→ Exercise instructions: Repeat the listing exactly as given, omitting every image.

===== Records for the task =====

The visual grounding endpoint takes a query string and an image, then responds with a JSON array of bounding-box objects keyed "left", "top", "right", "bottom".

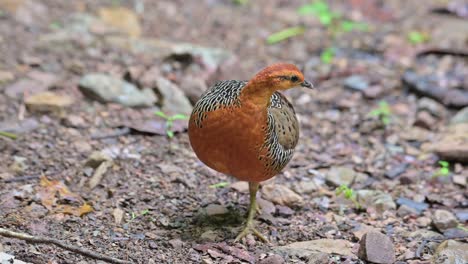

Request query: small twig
[
  {"left": 0, "top": 228, "right": 132, "bottom": 264},
  {"left": 0, "top": 174, "right": 41, "bottom": 183},
  {"left": 0, "top": 131, "right": 18, "bottom": 139},
  {"left": 91, "top": 127, "right": 131, "bottom": 139},
  {"left": 416, "top": 236, "right": 468, "bottom": 258}
]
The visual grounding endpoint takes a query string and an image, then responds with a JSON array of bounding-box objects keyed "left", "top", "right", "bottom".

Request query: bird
[{"left": 188, "top": 62, "right": 314, "bottom": 243}]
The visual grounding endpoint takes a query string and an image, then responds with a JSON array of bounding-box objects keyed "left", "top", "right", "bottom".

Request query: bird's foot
[{"left": 234, "top": 221, "right": 269, "bottom": 243}]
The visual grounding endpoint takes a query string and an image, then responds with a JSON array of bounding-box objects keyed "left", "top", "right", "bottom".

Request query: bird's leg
[{"left": 234, "top": 182, "right": 268, "bottom": 243}]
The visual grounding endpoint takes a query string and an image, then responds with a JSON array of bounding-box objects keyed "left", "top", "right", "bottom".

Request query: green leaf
[
  {"left": 166, "top": 130, "right": 174, "bottom": 138},
  {"left": 319, "top": 13, "right": 333, "bottom": 26},
  {"left": 407, "top": 31, "right": 428, "bottom": 45},
  {"left": 154, "top": 111, "right": 169, "bottom": 119},
  {"left": 340, "top": 20, "right": 368, "bottom": 32},
  {"left": 439, "top": 167, "right": 450, "bottom": 176},
  {"left": 267, "top": 27, "right": 305, "bottom": 44},
  {"left": 0, "top": 131, "right": 18, "bottom": 139},
  {"left": 381, "top": 116, "right": 390, "bottom": 125},
  {"left": 439, "top": 160, "right": 450, "bottom": 168},
  {"left": 297, "top": 1, "right": 330, "bottom": 15},
  {"left": 232, "top": 0, "right": 249, "bottom": 6},
  {"left": 208, "top": 182, "right": 229, "bottom": 188},
  {"left": 49, "top": 22, "right": 62, "bottom": 30},
  {"left": 320, "top": 48, "right": 335, "bottom": 64},
  {"left": 140, "top": 209, "right": 149, "bottom": 215},
  {"left": 169, "top": 114, "right": 188, "bottom": 121},
  {"left": 344, "top": 189, "right": 354, "bottom": 199}
]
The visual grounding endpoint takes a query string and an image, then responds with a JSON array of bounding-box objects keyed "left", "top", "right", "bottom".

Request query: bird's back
[{"left": 189, "top": 80, "right": 299, "bottom": 181}]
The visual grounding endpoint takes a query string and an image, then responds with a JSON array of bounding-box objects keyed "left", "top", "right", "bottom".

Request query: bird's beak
[{"left": 301, "top": 80, "right": 315, "bottom": 89}]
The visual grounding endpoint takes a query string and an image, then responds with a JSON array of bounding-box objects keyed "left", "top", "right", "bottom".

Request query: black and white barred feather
[{"left": 193, "top": 80, "right": 299, "bottom": 172}]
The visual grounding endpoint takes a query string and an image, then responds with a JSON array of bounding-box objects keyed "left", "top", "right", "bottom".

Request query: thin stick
[{"left": 0, "top": 228, "right": 132, "bottom": 264}]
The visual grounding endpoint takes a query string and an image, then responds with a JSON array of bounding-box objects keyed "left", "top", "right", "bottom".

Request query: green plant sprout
[
  {"left": 320, "top": 47, "right": 335, "bottom": 64},
  {"left": 335, "top": 184, "right": 361, "bottom": 209},
  {"left": 267, "top": 27, "right": 305, "bottom": 44},
  {"left": 0, "top": 131, "right": 18, "bottom": 139},
  {"left": 369, "top": 101, "right": 392, "bottom": 126},
  {"left": 208, "top": 182, "right": 229, "bottom": 188},
  {"left": 232, "top": 0, "right": 249, "bottom": 6},
  {"left": 297, "top": 0, "right": 368, "bottom": 34},
  {"left": 433, "top": 160, "right": 450, "bottom": 177},
  {"left": 130, "top": 209, "right": 149, "bottom": 222},
  {"left": 267, "top": 0, "right": 368, "bottom": 44},
  {"left": 155, "top": 111, "right": 188, "bottom": 138},
  {"left": 407, "top": 31, "right": 429, "bottom": 45},
  {"left": 49, "top": 21, "right": 62, "bottom": 30}
]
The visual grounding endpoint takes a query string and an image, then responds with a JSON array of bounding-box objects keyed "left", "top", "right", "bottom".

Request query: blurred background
[{"left": 0, "top": 0, "right": 468, "bottom": 263}]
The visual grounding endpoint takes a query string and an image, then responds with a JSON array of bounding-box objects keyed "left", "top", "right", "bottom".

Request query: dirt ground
[{"left": 0, "top": 0, "right": 468, "bottom": 264}]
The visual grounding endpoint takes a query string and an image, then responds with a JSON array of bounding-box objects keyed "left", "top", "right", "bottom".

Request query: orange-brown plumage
[{"left": 189, "top": 63, "right": 311, "bottom": 239}]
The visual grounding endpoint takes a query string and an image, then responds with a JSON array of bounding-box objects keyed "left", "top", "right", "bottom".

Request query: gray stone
[
  {"left": 385, "top": 163, "right": 408, "bottom": 179},
  {"left": 325, "top": 167, "right": 356, "bottom": 186},
  {"left": 432, "top": 210, "right": 458, "bottom": 232},
  {"left": 450, "top": 107, "right": 468, "bottom": 124},
  {"left": 205, "top": 204, "right": 228, "bottom": 216},
  {"left": 358, "top": 232, "right": 395, "bottom": 264},
  {"left": 258, "top": 254, "right": 284, "bottom": 264},
  {"left": 274, "top": 239, "right": 354, "bottom": 258},
  {"left": 344, "top": 75, "right": 369, "bottom": 91},
  {"left": 293, "top": 181, "right": 320, "bottom": 194},
  {"left": 155, "top": 77, "right": 192, "bottom": 115},
  {"left": 397, "top": 197, "right": 429, "bottom": 215},
  {"left": 79, "top": 73, "right": 156, "bottom": 107},
  {"left": 407, "top": 229, "right": 444, "bottom": 241},
  {"left": 418, "top": 97, "right": 446, "bottom": 117},
  {"left": 432, "top": 240, "right": 468, "bottom": 264},
  {"left": 356, "top": 190, "right": 396, "bottom": 213},
  {"left": 262, "top": 184, "right": 304, "bottom": 207},
  {"left": 422, "top": 123, "right": 468, "bottom": 163},
  {"left": 455, "top": 209, "right": 468, "bottom": 222},
  {"left": 397, "top": 205, "right": 419, "bottom": 217}
]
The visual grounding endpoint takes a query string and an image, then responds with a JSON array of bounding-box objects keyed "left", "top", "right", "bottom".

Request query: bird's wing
[
  {"left": 268, "top": 92, "right": 299, "bottom": 150},
  {"left": 191, "top": 80, "right": 247, "bottom": 127}
]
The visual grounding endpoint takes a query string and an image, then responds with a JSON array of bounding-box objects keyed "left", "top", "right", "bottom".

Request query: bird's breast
[{"left": 189, "top": 106, "right": 274, "bottom": 181}]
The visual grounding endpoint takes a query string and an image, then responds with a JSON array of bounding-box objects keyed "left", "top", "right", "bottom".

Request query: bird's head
[{"left": 252, "top": 63, "right": 314, "bottom": 92}]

=====

→ Written response:
The visual grounding endpoint takes a query string and an image, then responds with a JSON array of bounding-box objects keyed "left", "top", "right", "bottom".


Request query: small twig
[
  {"left": 0, "top": 228, "right": 132, "bottom": 264},
  {"left": 0, "top": 174, "right": 41, "bottom": 183},
  {"left": 0, "top": 131, "right": 18, "bottom": 139},
  {"left": 91, "top": 127, "right": 131, "bottom": 139},
  {"left": 416, "top": 236, "right": 468, "bottom": 258}
]
The visual grounding endpoint takes a query string and an image, then responds with a JSON array of bounding-box objects keyed "left", "top", "right", "bottom".

Request query: bird
[{"left": 188, "top": 62, "right": 314, "bottom": 243}]
The visual grounding endpoint takes a query string and an image, then responds with a JSON array of bounding-box objects keyed "left", "top", "right", "bottom".

Request query: bird's foot
[{"left": 234, "top": 221, "right": 269, "bottom": 243}]
The visual grounding endpoint takes a query string and an image, then responds with a JSON array of bounding-box objects keyed "left", "top", "right", "bottom".

Request query: bird's leg
[{"left": 234, "top": 182, "right": 268, "bottom": 243}]
The visual grounding endpoint takes a query string and an image, then responds with a JSON array of bounding-box objects keyed "left", "top", "right", "bottom".

Request query: green leaf
[
  {"left": 166, "top": 130, "right": 174, "bottom": 138},
  {"left": 319, "top": 13, "right": 333, "bottom": 26},
  {"left": 407, "top": 31, "right": 428, "bottom": 45},
  {"left": 154, "top": 111, "right": 169, "bottom": 119},
  {"left": 340, "top": 20, "right": 368, "bottom": 32},
  {"left": 439, "top": 167, "right": 450, "bottom": 176},
  {"left": 267, "top": 27, "right": 305, "bottom": 44},
  {"left": 0, "top": 131, "right": 18, "bottom": 139},
  {"left": 381, "top": 116, "right": 390, "bottom": 125},
  {"left": 439, "top": 160, "right": 450, "bottom": 168},
  {"left": 297, "top": 1, "right": 330, "bottom": 15},
  {"left": 232, "top": 0, "right": 249, "bottom": 6},
  {"left": 208, "top": 182, "right": 229, "bottom": 188},
  {"left": 49, "top": 22, "right": 62, "bottom": 30},
  {"left": 320, "top": 48, "right": 335, "bottom": 64},
  {"left": 140, "top": 209, "right": 149, "bottom": 215},
  {"left": 169, "top": 114, "right": 188, "bottom": 121},
  {"left": 344, "top": 189, "right": 354, "bottom": 199}
]
The visual grounding endpoint takes a query string and an image, then responds with a JSON array of bounding-box objects keyed "left", "top", "right", "bottom".

Request query: bird's back
[{"left": 189, "top": 80, "right": 299, "bottom": 181}]
The visual grounding endpoint takes a query string and an image, then responds with a JSON array of bounding-box objects keyed "left", "top", "right", "bottom".

Request query: bird's beak
[{"left": 301, "top": 80, "right": 315, "bottom": 89}]
The visual grounding endpoint takes a query string and an image, then responds with a JSON array of bounding-box objects keyed "left", "top", "right", "bottom".

Request query: black and white barred feather
[{"left": 193, "top": 80, "right": 299, "bottom": 172}]
The visual grounding endpoint takes a query string and an image, then responds with a JSON array of bounding-box objects keyed "left", "top", "right", "bottom".

Request query: thin stick
[{"left": 0, "top": 228, "right": 132, "bottom": 264}]
The visual grounding endpoint takes a query string and an image, then responds with a JSON array of bounding-box objects keyed "left", "top", "right", "bottom".

Request query: green plant sprout
[
  {"left": 320, "top": 47, "right": 335, "bottom": 64},
  {"left": 335, "top": 184, "right": 361, "bottom": 209},
  {"left": 267, "top": 27, "right": 305, "bottom": 44},
  {"left": 0, "top": 131, "right": 18, "bottom": 139},
  {"left": 369, "top": 101, "right": 392, "bottom": 126},
  {"left": 208, "top": 182, "right": 229, "bottom": 188},
  {"left": 232, "top": 0, "right": 249, "bottom": 6},
  {"left": 297, "top": 0, "right": 368, "bottom": 34},
  {"left": 433, "top": 160, "right": 450, "bottom": 177},
  {"left": 130, "top": 209, "right": 149, "bottom": 222},
  {"left": 267, "top": 0, "right": 368, "bottom": 44},
  {"left": 155, "top": 111, "right": 188, "bottom": 138},
  {"left": 407, "top": 31, "right": 429, "bottom": 45},
  {"left": 49, "top": 21, "right": 62, "bottom": 30}
]
The visual grounding endpoint takes a query string and an image, then responds with a JSON array of bounding-box objects keyed "left", "top", "right", "bottom".

Request query: blurred background
[{"left": 0, "top": 0, "right": 468, "bottom": 263}]
The visual grounding endpoint takes a query string and an image, then responds with a JSON array of bounding-box objects keyed "left", "top", "right", "bottom".

Request query: dirt ground
[{"left": 0, "top": 0, "right": 468, "bottom": 264}]
The visual grounding endpoint takes a query string and an image, then responds with a JSON array of bounding-box objects keyed "left", "top", "right", "bottom".

Request query: orange-brown plumage
[{"left": 189, "top": 63, "right": 311, "bottom": 239}]
The visual grounding endpoint takes a query string and an image, then responds with a JSON array of bounding-box objects keyed "left", "top", "right", "bottom".

Request query: gray stone
[
  {"left": 385, "top": 163, "right": 408, "bottom": 179},
  {"left": 325, "top": 167, "right": 356, "bottom": 186},
  {"left": 432, "top": 210, "right": 458, "bottom": 232},
  {"left": 450, "top": 107, "right": 468, "bottom": 124},
  {"left": 205, "top": 204, "right": 228, "bottom": 216},
  {"left": 358, "top": 232, "right": 395, "bottom": 264},
  {"left": 258, "top": 254, "right": 284, "bottom": 264},
  {"left": 274, "top": 239, "right": 354, "bottom": 258},
  {"left": 344, "top": 75, "right": 369, "bottom": 91},
  {"left": 293, "top": 181, "right": 320, "bottom": 194},
  {"left": 155, "top": 77, "right": 192, "bottom": 115},
  {"left": 397, "top": 197, "right": 429, "bottom": 215},
  {"left": 79, "top": 73, "right": 156, "bottom": 107},
  {"left": 407, "top": 229, "right": 444, "bottom": 241},
  {"left": 418, "top": 97, "right": 446, "bottom": 117},
  {"left": 432, "top": 240, "right": 468, "bottom": 264},
  {"left": 356, "top": 190, "right": 396, "bottom": 213},
  {"left": 262, "top": 184, "right": 304, "bottom": 207},
  {"left": 422, "top": 123, "right": 468, "bottom": 163},
  {"left": 455, "top": 209, "right": 468, "bottom": 222},
  {"left": 397, "top": 205, "right": 419, "bottom": 217}
]
The visual grounding endpoint takes a query string and an image, then responds with a JSON array of bounding-box objects keyed "left", "top", "right", "bottom".

Request query: bird's wing
[
  {"left": 268, "top": 92, "right": 299, "bottom": 150},
  {"left": 191, "top": 80, "right": 247, "bottom": 127}
]
The visual grounding endpoint takes a query string and an image, then responds with a JSON array of bounding-box objects keyed "left", "top", "right", "bottom".

Request query: bird's breast
[{"left": 189, "top": 106, "right": 274, "bottom": 181}]
The visual grounding endpoint takes a query string and an image, then responds with a JSON array of bounding-box objects keyed "left", "top", "right", "bottom".

Request query: bird's head
[{"left": 252, "top": 63, "right": 314, "bottom": 92}]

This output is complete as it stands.